(Work order A) List every temperature given in the article on snapping shrimp.
(Work order B) Carry on the article on snapping shrimp from its final sentence.

(Supplied text)
We all know that snapping shrimp snap.
It has been assumed that the snap was caused by a mechanical
snap of one part of the shrimp's exoskeleton against another
or by a release of a mechanically loaded skeletal string.
The authors found the actual reason for the snap to be quite
different. Looking at the snapping shrimp, Alpheus heterochaelis,
they found the loud snapping sound was caused by an extremely
rapid closure of its snapper claw. During the rapid snapper
claw closure, a high-velocity water jet is emitted from the
claw with a speed exceeding cavitation conditions. Hydrophone
measurements in conjunction with time-controlled high-speed
imaging of the claw closure demonstrate that the sound is
emitted at the cavitation bubble collapse and not on claw
closure. One of the effects of the snapping is to produce
sound loud enough to stun or kill prey animals. The claw closure
itself is silent.
And that ain't all
bubbles flash like flashbulbs!
Lohse, Delef, Barbara Schmitz and
Michel Versluis. 2001. Snapping shrimp make flashing bubbles,
Nature 413, 477 - 478
The authors found that the cavitation bubbles
created by shrimp in stunning their prey have some surprising
properties. As the paper above indicated, the sound created
by snapping shrimp originates from the rapid and violent collapse
of a large cavitation bubble generated under the tensile forces
of a high-velocity water jet formed when the shrimp's snapper-claw
snaps shut. As this bubble collapses, a short, intense flash
of light is emitted. This means that inside the collapsing
bubble there are extremely high pressures and temperatures
of at least 5,000° K (about 8,000 °F).
The authors were the first people to observe
the flashing and they named it "shrimpoluminescence."'
This is also the first observation of this mode of light production
by any animal. It is similar to sonoluminescence, the light
emission from a bubble created by ultrasound. During their
investigations they positioned a snapping shrimp (Alpheus
heterochaelis) in a seawater aquarium maintained at 20
°C and evoked a snap by gently stroking its snapper claw
with a paintbrush. The sound pressure was recorded using a
hydrophone in close proximity (1-3 cm) to the imploding bubble.

Saved entries:
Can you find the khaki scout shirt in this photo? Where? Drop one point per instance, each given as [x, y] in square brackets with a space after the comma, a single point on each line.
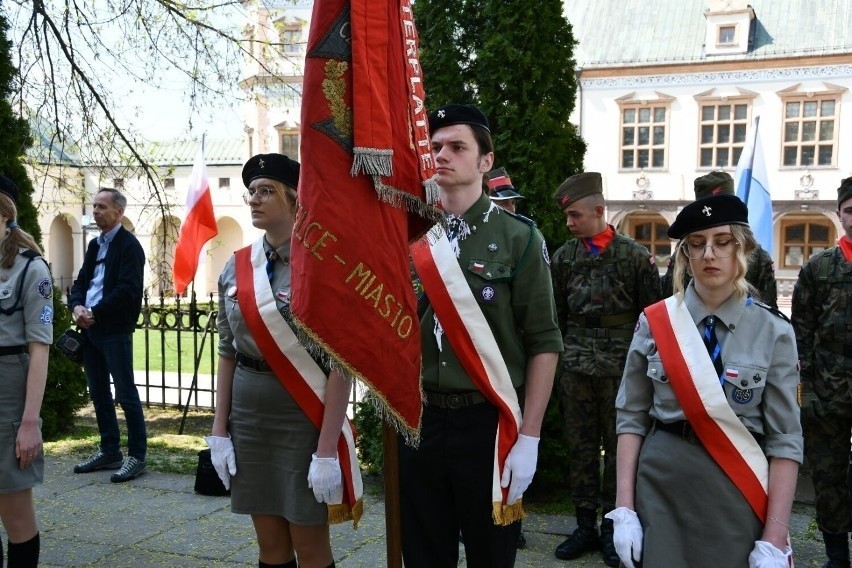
[506, 265]
[234, 334]
[759, 350]
[32, 322]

(Answer A)
- at least 5,000° K
- about 8,000 °F
- 20 °C

(Answer B)
The light emitted during the collapse was detected using a
calibrated photodetector, and all experiments were carried
out in complete darkness. The flash duration is extremely
short, less than 10 billionths of a second. Only about 50,000
photons are produced by the hot bubble interior, and consequently
the light is too dim to be seen with the unaided eye. Through
the examination of two different shrimp, they found no correlation
between sound and light intensity, so loud and soft pops both
produced light flashes. There doesn't appear to be any biological
significance to the flashes, rather they seem to be simple
byproducts of the snapping noise. However, the light emission
certainly indicates the extreme conditions inside the bubble
at collapse and, therefore, demonstrates the violence of the
And finally, one last snap and flash
Duffy, J. Emmett and Kenneth S. Macdonald.
1999. Colony structure of the social snapping shrimp Synalpheus
filidigitus in Belize. Journal of Crustacean Biology. 19:
In an investigation of some snapping shrimp
living in a sponge, these researchers found evidence of a
second case of a true social hierarchy, similar to that found
in social insects. The social insects, such as ants and bees,
have highly organized colonies based around a single reproductive
female, and a "caste system" for the partitioning
of labor within the nest. These snapping shrimp, Synalpheus
filidigitus, live as colonies of 30 to about 120 individuals
within large sponges in the Caribbean. The colonies were produced
and dominated by a single large reproductive female who was
over twice the size of other females in the colony. Such a
colony structure had previously been demonstrated for another
snapping shrimp, Synalpheus regalis.
In addition to the interesting symbiotic
behavior shown by some snapping or pistol shrimps, we now
have the opportunity to observe, and possibly maintain true
social crustaceans. Presently, it is unlikely we could maintain
these in hobbyist sized tanks; the sponges are too large and
require specific conditions we can't provide. Nonetheless,
such maintenance may be a possibility in the near future.